If you are here, if you are interested in ideas worth spreading, if you are curious enough, motivated enough, and spending your free time listening to TED talks, I have news for you, you are already one of us, you are a warrior. So unsheathe your weapons and stand with us because every action that we take now, will transform the fate of future generations. For people like Alex, for people like you and me.
Now, before I tell you my second story, I want to ask you a question: raise your hand if you would want to know if you have one of these genetic mutations that increases your risk for Alzheimer’s or Parkinson’s diseases. Oh, that’s good! Keep in mind there’s no cure still. If you raised your hand, it’s actually quite inexpensive, only about a hundred dollars and very quick, to get tested for this genetic mutations. If you didn’t raise your hand, I guess that’s something that we each have to decide for ourselves, but I tend to think that knowledge is always good, that by knowing our genetic risk, we can change our environments and our lifestyle factors. We can contribute to organizations like the Michael J. Fox Foundation for Parkinson’s or Alzheimer’s association. You have the power then, to reshape your own future.
Now, for my second story. This story is about one tiny little neuron inside the brain of someone with Alzheimer’s or Parkinson’s disease. You can’t see it, it’s embedded deep inside the brain and protected by a very thick skull. And contrary to what you may have seen in the movies, on TV, or even in this animation, we don’t have any tools to be able to see this type of resolution, individual neurons in the brain. Let alone the molecules inside of these neurons. We can do a couple of things: we can take one of these neurons, stick it in the petri dish and look at it under microscope on the laboratory. It’s very cool. We can even tag different types of molecules, and we can see them move and change. But we miss everything else, we only see what we tag.

WORK TASK 1
According to the passage, roughly how much does testing for the genetic mutations cost?
WORK TASK 2
Repeat the part of the passage word for word, starting with "Now, for my" and going on through "what we tag.".

INFORMATION GIVEN
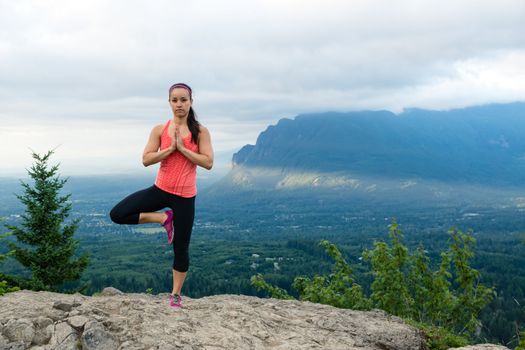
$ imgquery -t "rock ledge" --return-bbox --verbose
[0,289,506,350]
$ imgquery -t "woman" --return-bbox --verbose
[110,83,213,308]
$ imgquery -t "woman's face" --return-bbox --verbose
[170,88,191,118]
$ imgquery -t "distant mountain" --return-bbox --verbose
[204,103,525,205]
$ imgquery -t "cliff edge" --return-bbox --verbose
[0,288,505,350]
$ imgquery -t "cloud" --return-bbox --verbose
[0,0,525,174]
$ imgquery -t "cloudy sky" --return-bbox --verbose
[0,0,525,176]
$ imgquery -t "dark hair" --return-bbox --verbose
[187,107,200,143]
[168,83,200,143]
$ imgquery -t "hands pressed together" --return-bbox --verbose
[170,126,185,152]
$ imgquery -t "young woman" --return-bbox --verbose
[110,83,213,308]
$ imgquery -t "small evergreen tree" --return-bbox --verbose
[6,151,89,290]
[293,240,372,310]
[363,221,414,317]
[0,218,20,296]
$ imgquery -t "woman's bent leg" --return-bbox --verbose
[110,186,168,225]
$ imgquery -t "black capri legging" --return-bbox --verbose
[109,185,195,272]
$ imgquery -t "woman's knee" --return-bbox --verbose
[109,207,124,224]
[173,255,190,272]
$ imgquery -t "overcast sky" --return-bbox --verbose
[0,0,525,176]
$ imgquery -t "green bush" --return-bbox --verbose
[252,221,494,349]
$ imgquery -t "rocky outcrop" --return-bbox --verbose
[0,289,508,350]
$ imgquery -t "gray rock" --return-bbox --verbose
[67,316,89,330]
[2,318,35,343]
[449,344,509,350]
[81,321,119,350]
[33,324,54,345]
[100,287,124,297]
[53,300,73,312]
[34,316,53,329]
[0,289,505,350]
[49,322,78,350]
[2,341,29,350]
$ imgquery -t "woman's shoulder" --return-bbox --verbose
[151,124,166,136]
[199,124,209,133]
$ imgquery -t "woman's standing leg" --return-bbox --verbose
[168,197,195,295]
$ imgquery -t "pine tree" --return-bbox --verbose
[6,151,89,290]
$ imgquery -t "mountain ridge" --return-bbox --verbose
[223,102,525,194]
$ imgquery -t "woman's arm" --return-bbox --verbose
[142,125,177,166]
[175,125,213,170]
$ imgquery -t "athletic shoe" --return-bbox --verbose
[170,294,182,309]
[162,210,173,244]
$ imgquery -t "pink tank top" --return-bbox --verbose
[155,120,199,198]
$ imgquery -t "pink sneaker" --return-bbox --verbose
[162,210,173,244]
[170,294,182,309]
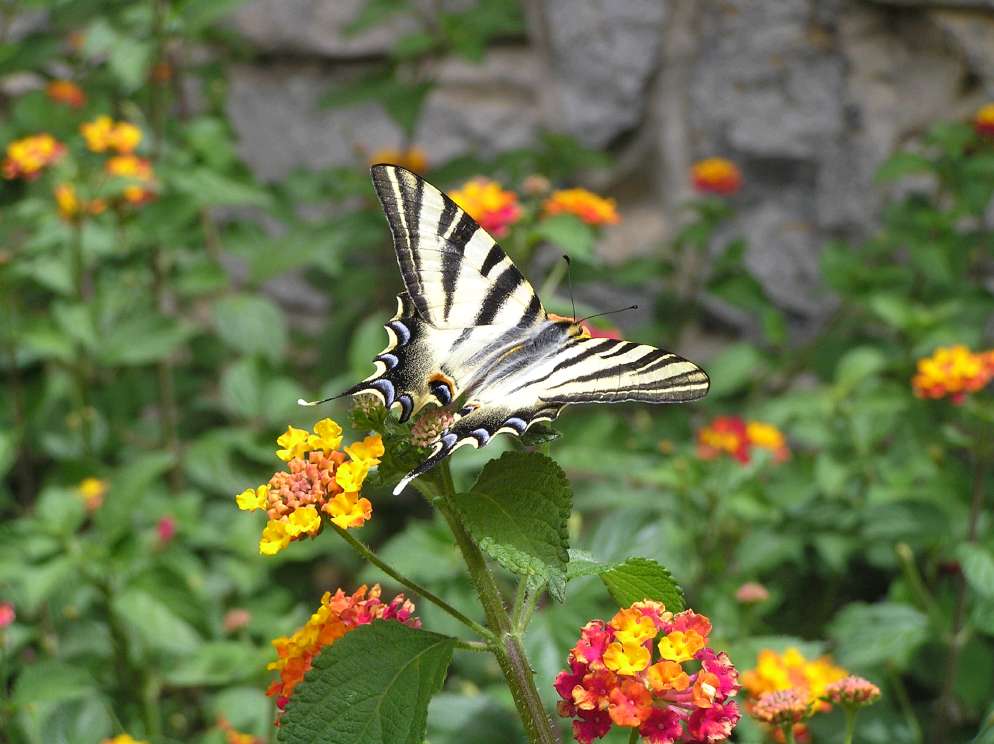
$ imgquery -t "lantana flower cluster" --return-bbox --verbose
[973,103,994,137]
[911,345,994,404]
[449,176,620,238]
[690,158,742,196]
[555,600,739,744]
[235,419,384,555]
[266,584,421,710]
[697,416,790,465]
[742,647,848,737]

SOLUTION 1
About a hundred dollars.

SOLUTION 2
Now, for my second story. This story is about one tiny little neuron inside the brain of someone with Alzheimer’s or Parkinson’s disease. You can’t see it, it’s embedded deep inside the brain and protected by a very thick skull. And contrary to what you may have seen in the movies, on TV, or even in this animation, we don’t have any tools to be able to see this type of resolution, individual neurons in the brain. Let alone the molecules inside of these neurons. We can do a couple of things: we can take one of these neurons, stick it in the petri dish and look at it under microscope on the laboratory. It’s very cool. We can even tag different types of molecules, and we can see them move and change. But we miss everything else, we only see what we tag.